Directions:
Your task is to print all of the data word for word.
** Data for this task follows **
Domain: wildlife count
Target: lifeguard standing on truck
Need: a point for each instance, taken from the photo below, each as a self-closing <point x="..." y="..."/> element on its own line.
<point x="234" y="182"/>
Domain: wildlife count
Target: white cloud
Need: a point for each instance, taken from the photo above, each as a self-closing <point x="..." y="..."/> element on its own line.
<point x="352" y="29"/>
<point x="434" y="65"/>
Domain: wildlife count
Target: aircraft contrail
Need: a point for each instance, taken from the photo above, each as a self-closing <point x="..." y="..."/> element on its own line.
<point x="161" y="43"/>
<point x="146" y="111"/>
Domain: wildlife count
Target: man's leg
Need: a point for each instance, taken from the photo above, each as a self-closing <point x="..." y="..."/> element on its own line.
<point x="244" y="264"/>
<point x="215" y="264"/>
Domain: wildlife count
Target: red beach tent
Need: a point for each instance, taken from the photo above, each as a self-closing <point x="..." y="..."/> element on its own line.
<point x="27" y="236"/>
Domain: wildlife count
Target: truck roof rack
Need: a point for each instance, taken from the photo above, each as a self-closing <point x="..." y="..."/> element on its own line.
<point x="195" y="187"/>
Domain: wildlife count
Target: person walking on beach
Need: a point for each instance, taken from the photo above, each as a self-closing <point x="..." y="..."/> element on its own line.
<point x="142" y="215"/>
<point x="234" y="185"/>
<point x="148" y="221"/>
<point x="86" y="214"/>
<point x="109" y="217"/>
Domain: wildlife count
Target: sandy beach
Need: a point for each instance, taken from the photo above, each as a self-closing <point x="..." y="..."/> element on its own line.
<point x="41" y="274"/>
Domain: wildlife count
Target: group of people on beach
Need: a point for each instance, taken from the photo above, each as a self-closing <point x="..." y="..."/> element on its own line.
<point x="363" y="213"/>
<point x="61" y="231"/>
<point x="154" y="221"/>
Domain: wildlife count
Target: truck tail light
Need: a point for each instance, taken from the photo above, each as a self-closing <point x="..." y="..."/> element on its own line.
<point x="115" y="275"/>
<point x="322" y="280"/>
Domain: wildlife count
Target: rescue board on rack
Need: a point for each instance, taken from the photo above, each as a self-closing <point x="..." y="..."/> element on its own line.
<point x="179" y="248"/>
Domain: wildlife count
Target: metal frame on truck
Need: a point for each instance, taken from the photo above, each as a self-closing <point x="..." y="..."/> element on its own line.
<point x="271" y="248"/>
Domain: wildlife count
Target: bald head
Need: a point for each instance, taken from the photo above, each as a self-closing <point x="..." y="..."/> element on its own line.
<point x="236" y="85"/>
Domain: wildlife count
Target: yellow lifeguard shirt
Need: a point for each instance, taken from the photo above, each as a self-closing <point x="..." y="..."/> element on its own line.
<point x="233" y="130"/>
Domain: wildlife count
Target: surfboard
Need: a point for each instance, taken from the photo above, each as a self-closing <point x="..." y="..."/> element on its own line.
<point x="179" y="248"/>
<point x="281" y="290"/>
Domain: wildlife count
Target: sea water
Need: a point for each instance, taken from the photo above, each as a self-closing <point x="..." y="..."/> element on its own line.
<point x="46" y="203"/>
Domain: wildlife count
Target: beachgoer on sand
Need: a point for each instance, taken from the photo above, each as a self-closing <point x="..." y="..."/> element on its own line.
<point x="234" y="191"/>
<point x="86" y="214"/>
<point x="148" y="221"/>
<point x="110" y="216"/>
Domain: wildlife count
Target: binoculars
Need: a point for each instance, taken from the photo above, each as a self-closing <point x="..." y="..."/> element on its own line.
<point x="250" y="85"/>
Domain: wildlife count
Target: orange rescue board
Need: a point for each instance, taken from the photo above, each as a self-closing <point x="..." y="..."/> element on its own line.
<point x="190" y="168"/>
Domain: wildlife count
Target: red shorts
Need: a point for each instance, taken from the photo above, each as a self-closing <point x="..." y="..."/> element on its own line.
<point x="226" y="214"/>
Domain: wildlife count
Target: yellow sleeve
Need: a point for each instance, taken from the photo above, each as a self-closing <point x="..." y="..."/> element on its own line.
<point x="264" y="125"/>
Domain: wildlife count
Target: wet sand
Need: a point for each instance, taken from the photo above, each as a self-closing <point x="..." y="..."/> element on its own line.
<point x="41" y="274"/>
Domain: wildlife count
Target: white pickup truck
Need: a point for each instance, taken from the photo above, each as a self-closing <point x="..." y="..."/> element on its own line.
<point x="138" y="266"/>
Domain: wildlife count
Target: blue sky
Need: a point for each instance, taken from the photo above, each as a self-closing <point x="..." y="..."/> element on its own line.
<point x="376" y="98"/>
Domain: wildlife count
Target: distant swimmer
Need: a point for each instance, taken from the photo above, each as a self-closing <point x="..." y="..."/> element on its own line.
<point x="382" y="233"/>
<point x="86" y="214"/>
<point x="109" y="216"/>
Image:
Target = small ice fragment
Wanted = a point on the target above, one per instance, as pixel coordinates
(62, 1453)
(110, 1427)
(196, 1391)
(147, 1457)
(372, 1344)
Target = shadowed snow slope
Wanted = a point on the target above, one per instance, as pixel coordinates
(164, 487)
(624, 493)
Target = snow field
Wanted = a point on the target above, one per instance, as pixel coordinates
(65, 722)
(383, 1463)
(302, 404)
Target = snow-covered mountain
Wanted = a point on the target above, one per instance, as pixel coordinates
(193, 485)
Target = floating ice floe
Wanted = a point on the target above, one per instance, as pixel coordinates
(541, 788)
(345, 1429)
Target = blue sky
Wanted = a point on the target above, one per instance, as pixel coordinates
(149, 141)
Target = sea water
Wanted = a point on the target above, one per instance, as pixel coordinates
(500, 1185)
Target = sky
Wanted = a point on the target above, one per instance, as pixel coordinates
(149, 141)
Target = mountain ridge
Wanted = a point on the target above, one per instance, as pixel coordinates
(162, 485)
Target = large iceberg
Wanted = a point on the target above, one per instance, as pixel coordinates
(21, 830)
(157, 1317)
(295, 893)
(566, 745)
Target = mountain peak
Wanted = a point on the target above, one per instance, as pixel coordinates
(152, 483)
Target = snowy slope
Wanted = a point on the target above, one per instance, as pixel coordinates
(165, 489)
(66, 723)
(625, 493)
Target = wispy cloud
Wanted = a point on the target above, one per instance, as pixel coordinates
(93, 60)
** End of Data for this task **
Problem solution:
Domain: wildlife count
Target: lifeguard standing on truck
Need: a point for each instance, taken from the photo below, each as a self-closing <point x="..." y="..."/> element on its own line.
<point x="234" y="182"/>
Domain: wildlife count
Target: white cloud
Need: a point for each instance, taken from the photo above, each as a self-closing <point x="..." y="..."/> element on its own line.
<point x="352" y="29"/>
<point x="434" y="65"/>
Domain: wildlife count
Target: aircraft contrail
Need: a point for each instance, taken from the photo above, each as a self-closing <point x="..." y="..."/> element on its own line.
<point x="161" y="43"/>
<point x="146" y="111"/>
Domain: wildlife count
Target: man's leg
Need: a point for each instance, taken from the photo above, each as a self-closing <point x="..." y="..."/> element on its own line.
<point x="244" y="264"/>
<point x="215" y="264"/>
Domain: wildlife count
Target: red beach tent
Need: a point for each instance, taken from the photo above, each as a self-closing <point x="..." y="..."/> element on its own line.
<point x="27" y="236"/>
Domain: wildlife count
Target: truck roof rack
Need: a point for each instance, taken from the photo above, each as a self-closing <point x="..." y="..."/> element on its own line.
<point x="195" y="187"/>
Domain: wildlife count
Target: person walking on beach
Need: a point for each instance, taken from the photo above, each as a self-closing <point x="..." y="..."/> element on its own line.
<point x="142" y="215"/>
<point x="234" y="185"/>
<point x="148" y="221"/>
<point x="86" y="214"/>
<point x="109" y="217"/>
Domain: wildlife count
Target: sandy beach
Need: a point for each instance, taken from the photo above, each as a self-closing <point x="..." y="..."/> element on its own line.
<point x="41" y="274"/>
Domain: wildlife count
Target: group of people on beach
Need: a point for each instance, taken from the photo above, each as a self-closing <point x="..." y="..."/> element on its own line.
<point x="363" y="213"/>
<point x="61" y="231"/>
<point x="154" y="221"/>
Domain: wildlife count
Target: truck tail light
Need: a point for each instance, taken from the photo above, each as a self-closing <point x="..." y="..."/> element on its own line.
<point x="115" y="275"/>
<point x="322" y="280"/>
Domain: wildlife count
Target: rescue board on rack
Need: a point for each instance, taken from the photo above, each as a self-closing <point x="..." y="..."/> element on its own line.
<point x="179" y="248"/>
Domain: wildlife count
Target: metal frame on truck
Need: a point for each instance, taken from the photo above, each as a self-closing <point x="..." y="..."/> element on its own line.
<point x="271" y="248"/>
Domain: wildlife count
Target: bald head
Need: a point for each instance, taken from the photo above, each as a self-closing <point x="..." y="..."/> element on its own line.
<point x="236" y="85"/>
Domain: wildlife count
Target: yellow lifeguard shirt
Need: a point for each instance, taken from the photo above, each as a self-closing <point x="..." y="..."/> element on its own line.
<point x="233" y="130"/>
Domain: wildlife count
Target: surfboard
Need: a point for each instance, taken from the photo above, each as a self-closing <point x="..." y="..."/> element on its own line.
<point x="179" y="248"/>
<point x="281" y="290"/>
Domain: wildlife count
Target: sea water
Need: a point for each instance, taken from the photo above, each as a self-closing <point x="..." y="..."/> element on its own line.
<point x="46" y="203"/>
Domain: wildlife count
Target: beachgoer on sand
Need: a point for each instance, taken from the photo above, each as a self-closing <point x="..." y="..."/> element on its own line.
<point x="234" y="191"/>
<point x="86" y="214"/>
<point x="148" y="221"/>
<point x="110" y="216"/>
Domain: wildlife count
Target: binoculars
Need: a point for each instance, taken from the photo above, each as a self-closing <point x="..." y="..."/> element on its own line.
<point x="250" y="85"/>
Domain: wildlife count
Target: orange rescue board
Need: a point for each instance, taken from the photo above, each as a self-closing <point x="..." y="..."/> element on its own line.
<point x="190" y="168"/>
Domain: wildlife count
Target: red shorts
Need: a point for each instance, taken from the photo above, each as a self-closing <point x="..." y="..."/> element on its own line.
<point x="226" y="214"/>
Domain: wildlife count
Target: yellow sleeve
Need: a point for each instance, taken from the photo above, each as a self-closing <point x="..." y="..."/> element on its own line.
<point x="264" y="125"/>
Domain: wildlife count
Target: wet sand
Need: a point for each instance, taken from the photo above, each as a self-closing <point x="..." y="..."/> element on its own line.
<point x="41" y="274"/>
Domain: wildlife count
Target: white pickup truck
Need: a point for each instance, taken from the photo above, each as a self-closing <point x="..." y="..."/> element on its own line.
<point x="138" y="266"/>
Domain: wildlife count
Target: blue sky
Need: a point for each instance, taken from the photo above, each as a self-closing <point x="..." y="..."/> element on its own line.
<point x="376" y="98"/>
Domain: wildlife count
Target: distant swimmer
Need: a point for each instance, taken from the photo above, each as a self-closing <point x="..." y="..."/> element on its own line.
<point x="382" y="233"/>
<point x="86" y="214"/>
<point x="109" y="216"/>
Image:
Target = small ice fragment
Wanted = a point on the target above, one per instance, as pixel coordinates
(62, 1453)
(110, 1427)
(196, 1391)
(147, 1457)
(372, 1344)
Target = shadowed snow slope
Wanted = a point on the target above, one per instance, as pixel coordinates
(164, 487)
(624, 493)
Target = snow field
Wanted = a point on the target above, one per instance, as pixel coordinates
(65, 722)
(383, 1463)
(302, 404)
Target = snow-covered mountain
Wanted = a point on the target above, one per instance, as pixel coordinates
(193, 485)
Target = floating ice floe
Wanted = a point on the target above, one per instance, as pixel coordinates
(541, 788)
(345, 1429)
Target = blue sky
Wanted = a point on the target above, one per instance, as pixel coordinates
(149, 141)
Target = sea water
Wanted = a point on the target above, one per instance, as pixel coordinates
(500, 1185)
Target = sky
Wanted = a point on the target above, one per instance, as pixel coordinates
(149, 141)
Target = mountain ridge
Wanted = a point on the target above, one per instance, as pixel coordinates
(162, 485)
Target = large iceberg
Wanted = a point on the target above, one per instance, as pixel coordinates
(21, 830)
(157, 1317)
(295, 893)
(566, 745)
Target = mountain peak
Wanted = a point on the target above, one per instance, as pixel coordinates
(152, 483)
Target = snowy slope
Wanted = a point on the target above, one per instance, as pixel coordinates
(165, 489)
(66, 723)
(625, 493)
Target = wispy cloud
Wanted = a point on the target above, one per instance, as pixel coordinates
(93, 60)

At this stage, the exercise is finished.